##### Supplied material #####

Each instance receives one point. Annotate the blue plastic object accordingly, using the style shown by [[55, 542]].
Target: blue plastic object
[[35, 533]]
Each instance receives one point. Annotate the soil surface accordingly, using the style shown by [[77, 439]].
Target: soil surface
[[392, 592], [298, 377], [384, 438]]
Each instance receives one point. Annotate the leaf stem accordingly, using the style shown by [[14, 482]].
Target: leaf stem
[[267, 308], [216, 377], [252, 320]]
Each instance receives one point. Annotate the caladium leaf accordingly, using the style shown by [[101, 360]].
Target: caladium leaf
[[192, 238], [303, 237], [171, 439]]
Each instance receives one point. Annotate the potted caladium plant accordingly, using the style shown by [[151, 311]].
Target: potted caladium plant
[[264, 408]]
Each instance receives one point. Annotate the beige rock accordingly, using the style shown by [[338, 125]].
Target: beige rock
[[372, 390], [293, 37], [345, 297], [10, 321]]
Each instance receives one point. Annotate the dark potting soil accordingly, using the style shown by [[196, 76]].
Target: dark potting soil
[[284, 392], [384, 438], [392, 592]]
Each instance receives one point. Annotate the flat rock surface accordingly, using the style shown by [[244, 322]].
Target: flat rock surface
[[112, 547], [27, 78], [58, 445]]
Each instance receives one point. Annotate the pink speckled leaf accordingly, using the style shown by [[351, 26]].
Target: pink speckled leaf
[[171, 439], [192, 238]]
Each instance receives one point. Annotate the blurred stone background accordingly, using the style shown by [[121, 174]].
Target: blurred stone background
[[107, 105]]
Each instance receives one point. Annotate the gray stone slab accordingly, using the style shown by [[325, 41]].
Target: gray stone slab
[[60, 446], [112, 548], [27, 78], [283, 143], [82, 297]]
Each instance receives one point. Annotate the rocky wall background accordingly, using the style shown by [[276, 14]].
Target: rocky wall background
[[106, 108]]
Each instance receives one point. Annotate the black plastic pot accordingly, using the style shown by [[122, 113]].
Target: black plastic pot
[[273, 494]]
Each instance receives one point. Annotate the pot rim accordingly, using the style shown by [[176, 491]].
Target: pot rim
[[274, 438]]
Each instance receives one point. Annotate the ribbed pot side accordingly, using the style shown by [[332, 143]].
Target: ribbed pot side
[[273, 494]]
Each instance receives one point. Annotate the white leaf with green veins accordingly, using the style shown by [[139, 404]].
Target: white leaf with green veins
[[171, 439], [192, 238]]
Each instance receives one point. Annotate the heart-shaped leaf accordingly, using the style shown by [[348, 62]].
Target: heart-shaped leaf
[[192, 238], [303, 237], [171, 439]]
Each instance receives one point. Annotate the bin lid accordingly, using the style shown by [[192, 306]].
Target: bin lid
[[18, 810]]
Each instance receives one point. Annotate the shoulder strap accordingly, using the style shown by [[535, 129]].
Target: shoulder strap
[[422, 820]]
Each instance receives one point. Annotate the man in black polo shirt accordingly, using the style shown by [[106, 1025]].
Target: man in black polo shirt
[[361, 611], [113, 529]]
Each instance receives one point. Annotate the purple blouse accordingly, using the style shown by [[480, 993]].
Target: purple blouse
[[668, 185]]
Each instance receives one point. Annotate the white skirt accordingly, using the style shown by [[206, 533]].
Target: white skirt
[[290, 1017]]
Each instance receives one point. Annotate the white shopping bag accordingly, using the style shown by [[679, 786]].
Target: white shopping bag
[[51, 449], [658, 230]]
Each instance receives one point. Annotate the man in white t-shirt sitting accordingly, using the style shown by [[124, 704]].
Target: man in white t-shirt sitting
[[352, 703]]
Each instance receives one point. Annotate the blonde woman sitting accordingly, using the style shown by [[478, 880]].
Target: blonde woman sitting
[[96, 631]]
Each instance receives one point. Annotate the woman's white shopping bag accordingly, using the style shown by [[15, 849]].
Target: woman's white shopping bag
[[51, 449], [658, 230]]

#####

**Task goal:**
Your task is to reproduce the entries exactly, starting at the first line and ending with the line containing "Each instance receives one point. Annotate the beige".

**Your solution:**
Each instance receives one point. Annotate the blue plastic object accordingly, using the style shown by [[55, 542]].
Target: blue plastic object
[[35, 533]]
Each instance receives one point. Annotate the soil surface accordingly, using the style shown by [[77, 439]].
Target: soil surface
[[392, 592], [298, 377], [384, 438]]
Each instance receives one point. Annotate the leaf stem accordingly, using the style shown by [[14, 482]].
Target: leaf stem
[[267, 308], [216, 377], [252, 320]]
Each instance receives one point. Annotate the caladium leaf accordingly, using the style shown by [[101, 360]].
Target: caladium leaf
[[192, 238], [303, 237], [171, 439]]
Each instance receives one point. Annotate the potted caladium plant accordingly, using the style shown by [[151, 311]].
Target: potted caladium plant
[[264, 408]]
Each instance receives one point. Annotate the beige rock accordingly, using the style shown by [[338, 125]].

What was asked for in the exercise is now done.